— start of Dataset rows —
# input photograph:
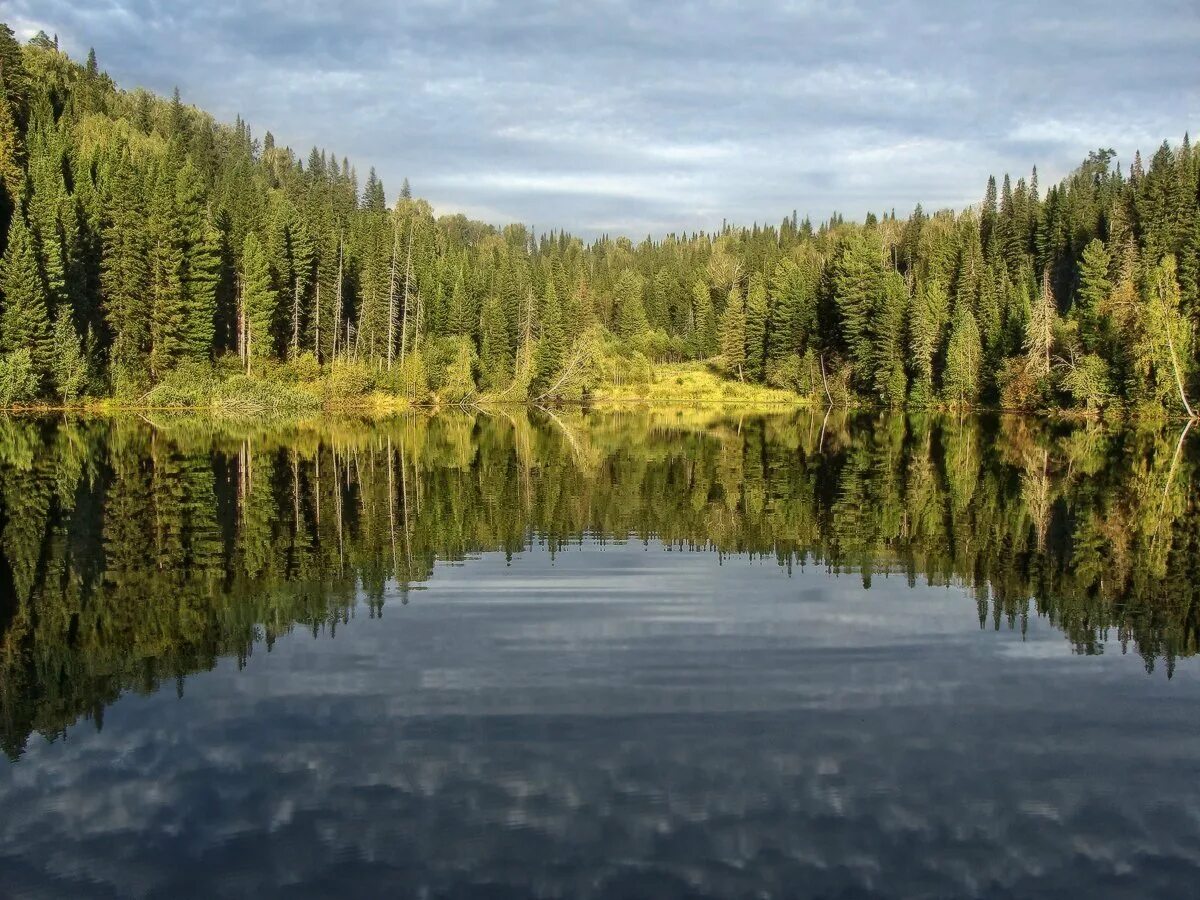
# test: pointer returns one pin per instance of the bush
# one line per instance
(347, 381)
(190, 384)
(18, 382)
(459, 379)
(304, 367)
(249, 396)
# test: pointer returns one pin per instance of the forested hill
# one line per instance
(150, 249)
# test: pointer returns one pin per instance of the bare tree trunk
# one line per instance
(337, 301)
(391, 293)
(295, 317)
(408, 280)
(1175, 370)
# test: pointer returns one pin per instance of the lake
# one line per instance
(655, 653)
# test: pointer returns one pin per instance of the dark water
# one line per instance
(567, 654)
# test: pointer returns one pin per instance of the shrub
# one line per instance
(18, 382)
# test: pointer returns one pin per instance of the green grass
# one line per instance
(695, 383)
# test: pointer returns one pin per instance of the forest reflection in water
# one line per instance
(138, 551)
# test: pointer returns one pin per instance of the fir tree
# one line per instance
(24, 324)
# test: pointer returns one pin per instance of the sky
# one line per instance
(641, 118)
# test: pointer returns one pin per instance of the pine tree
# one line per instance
(703, 330)
(168, 311)
(1039, 331)
(1093, 291)
(733, 334)
(24, 324)
(930, 311)
(756, 328)
(258, 299)
(125, 275)
(631, 323)
(551, 343)
(964, 358)
(891, 317)
(857, 286)
(493, 342)
(69, 363)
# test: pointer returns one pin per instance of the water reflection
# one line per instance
(605, 715)
(138, 551)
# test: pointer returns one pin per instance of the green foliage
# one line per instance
(258, 298)
(1087, 382)
(18, 378)
(69, 363)
(733, 335)
(168, 237)
(964, 359)
(24, 324)
(756, 328)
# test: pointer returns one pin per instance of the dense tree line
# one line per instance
(135, 553)
(142, 238)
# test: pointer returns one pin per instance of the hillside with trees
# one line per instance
(156, 256)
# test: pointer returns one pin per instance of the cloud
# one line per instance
(628, 117)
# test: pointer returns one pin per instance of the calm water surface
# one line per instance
(592, 654)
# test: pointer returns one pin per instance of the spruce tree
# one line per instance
(964, 358)
(756, 328)
(703, 329)
(24, 323)
(258, 299)
(733, 334)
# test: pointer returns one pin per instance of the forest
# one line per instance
(157, 257)
(139, 550)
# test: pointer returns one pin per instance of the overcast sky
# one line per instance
(642, 118)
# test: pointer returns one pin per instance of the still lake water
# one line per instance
(577, 654)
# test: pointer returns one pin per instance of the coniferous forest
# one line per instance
(159, 257)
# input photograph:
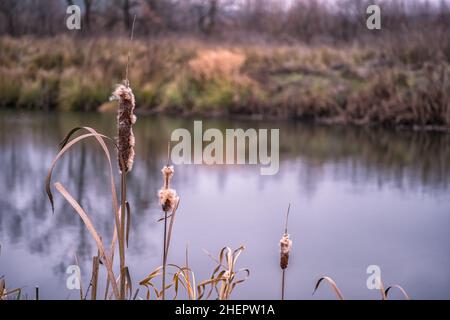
— end of Dataset rows —
Required task ->
Count the lines of the records above that contain the string "green", and reply with the number alone.

Reply ->
2